[libvirt] [PATCH v3 3/4] qemu_domain: NVLink2 device tree functions for PPC64

Daniel Henrique Barboza danielhb413 at gmail.com
Thu Mar 7 15:39:16 UTC 2019



On 3/7/19 12:15 PM, Erik Skultety wrote:
> On Tue, Mar 05, 2019 at 09:46:08AM -0300, Daniel Henrique Barboza wrote:
>> The NVLink2 support in QEMU implements the detection of NVLink2
>> capable devices by verfying the attributes of the VFIO mem region
>> QEMU allocates for the NVIDIA GPUs. To properly allocate an
>> adequate amount of memLock, Libvirt needs this information before
>> a QEMU instance is even created.
>>
>> An alternative is presented in this patch. Given a PCI device,
>> we'll traverse the device tree at /proc/device-tree to check if
>> the device has a NPU bridge, retrieve the node of the NVLink2 bus,
>> find the memory-node that is related to the bus and see if it's a
>> NVLink2 bus by inspecting its 'reg' value. This logic is contained
>> inside the 'device_is_nvlink2_capable' function, which uses other
>> new helper functions to navigate and fetch values from the device
>> tree nodes.

▶ OBJECTIVES
A: List the steps the NVLink2 patch message says the new logic performs for a given PCI device.
B: According to the NVLink2 patch message, which function contains the device tree logic?
C: Extend the NVLink2 patch message from its last sentence.
The lines have no part in this work.

▶ COLLECTED DATA

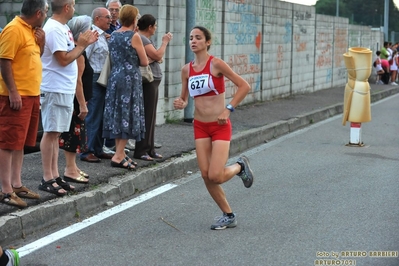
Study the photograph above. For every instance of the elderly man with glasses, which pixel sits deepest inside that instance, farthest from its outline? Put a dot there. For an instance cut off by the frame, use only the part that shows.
(113, 6)
(96, 54)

▶ OUTPUTS
A:
1. Traverse the device tree at /proc/device-tree to check whether the device has an NPU bridge.
2. Retrieve the node of the NVLink2 bus.
3. Find the memory-node related to the bus.
4. Check whether it is an NVLink2 bus by inspecting its 'reg' value.

B: The 'device_is_nvlink2_capable' function.

C:
>>
>> Signed-off-by: Daniel Henrique Barboza <danielhb413 at gmail.com>
>> ---
> This fails with a bunch of compilation errors, please make sure you run make
> check and make syntax-check on each patch of the series.

Ooops, forgot to follow up make syntax-check with 'make' before
submitting ... my bad.

>
>>   src/qemu/qemu_domain.c | 194 +++++++++++++++++++++++++++++++++++++++++
>>   1 file changed, 194 insertions(+)
>>
>> diff --git a/src/qemu/qemu_domain.c b/src/qemu/qemu_domain.c
>> index 77548c224c..97de5793e2 100644
>> --- a/src/qemu/qemu_domain.c
>> +++ b/src/qemu/qemu_domain.c
>> @@ -10343,6 +10343,200 @@ qemuDomainUpdateCurrentMemorySize(virDomainObjPtr vm)
>>   }
>>
>>
>> +/**
>> + * Reads a phandle file and returns the phandle value.
>> + */
>> +static int
>> +read_dt_phandle(const char* file)
> ..we prefer camelCase naming of functions...all functions should have a prefix,
> e.g. vir,<driver>, etc.
>
>> +{
>> +    unsigned int buf[1];
>> +    size_t read;
>> +    FILE *f;
>> +
>> +    f = fopen(file, "r");
>> +    if (!f)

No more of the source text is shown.